• [Exercise prompt] Update the material below by replacing each occurrence of "draw the outline of" with "trace the boundary of", keeping everything else unchanged.

Annotation dataset entries

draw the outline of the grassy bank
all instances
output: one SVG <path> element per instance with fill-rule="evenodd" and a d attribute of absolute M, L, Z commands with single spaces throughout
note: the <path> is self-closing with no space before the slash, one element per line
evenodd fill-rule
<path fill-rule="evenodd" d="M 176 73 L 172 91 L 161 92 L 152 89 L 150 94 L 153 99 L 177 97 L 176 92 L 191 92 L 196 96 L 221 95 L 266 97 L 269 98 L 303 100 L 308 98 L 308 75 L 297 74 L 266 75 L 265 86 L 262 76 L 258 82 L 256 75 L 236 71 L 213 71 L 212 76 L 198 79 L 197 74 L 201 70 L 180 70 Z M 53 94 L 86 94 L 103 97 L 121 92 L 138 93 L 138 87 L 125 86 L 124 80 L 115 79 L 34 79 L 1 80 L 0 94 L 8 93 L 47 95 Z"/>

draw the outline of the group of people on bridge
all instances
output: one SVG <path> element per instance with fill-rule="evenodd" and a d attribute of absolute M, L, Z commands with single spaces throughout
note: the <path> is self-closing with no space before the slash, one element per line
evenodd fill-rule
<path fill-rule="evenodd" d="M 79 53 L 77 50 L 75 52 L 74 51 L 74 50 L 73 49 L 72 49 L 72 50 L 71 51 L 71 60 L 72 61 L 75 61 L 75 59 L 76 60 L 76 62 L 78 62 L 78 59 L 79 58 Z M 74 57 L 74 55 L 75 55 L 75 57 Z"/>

• [Response to the exercise]
trace the boundary of the grassy bank
all instances
output: one SVG <path> element per instance with fill-rule="evenodd" and a d attribute of absolute M, L, Z commands with single spaces throughout
note: the <path> is self-closing with no space before the slash, one element per line
evenodd fill-rule
<path fill-rule="evenodd" d="M 176 73 L 172 91 L 161 92 L 152 89 L 150 94 L 153 99 L 177 97 L 176 92 L 191 92 L 196 96 L 221 95 L 266 97 L 269 98 L 303 100 L 308 98 L 308 75 L 297 74 L 266 75 L 265 86 L 262 76 L 258 82 L 256 75 L 236 71 L 213 71 L 212 76 L 198 79 L 197 74 L 201 70 L 180 70 Z M 53 94 L 86 94 L 103 97 L 121 92 L 138 93 L 138 87 L 125 86 L 124 80 L 115 79 L 34 79 L 1 80 L 0 94 L 8 93 L 47 95 Z"/>

trace the boundary of the group of people on bridge
all instances
output: one SVG <path> element per instance with fill-rule="evenodd" and a d attribute of absolute M, L, Z commands with single spaces throughout
note: the <path> is self-closing with no space before the slash, one element per line
evenodd fill-rule
<path fill-rule="evenodd" d="M 79 53 L 77 50 L 75 52 L 74 51 L 74 50 L 73 49 L 72 49 L 72 50 L 71 51 L 71 60 L 72 61 L 75 61 L 75 59 L 76 60 L 76 62 L 78 62 L 78 59 L 79 58 Z M 74 57 L 74 55 L 75 55 L 75 57 Z"/>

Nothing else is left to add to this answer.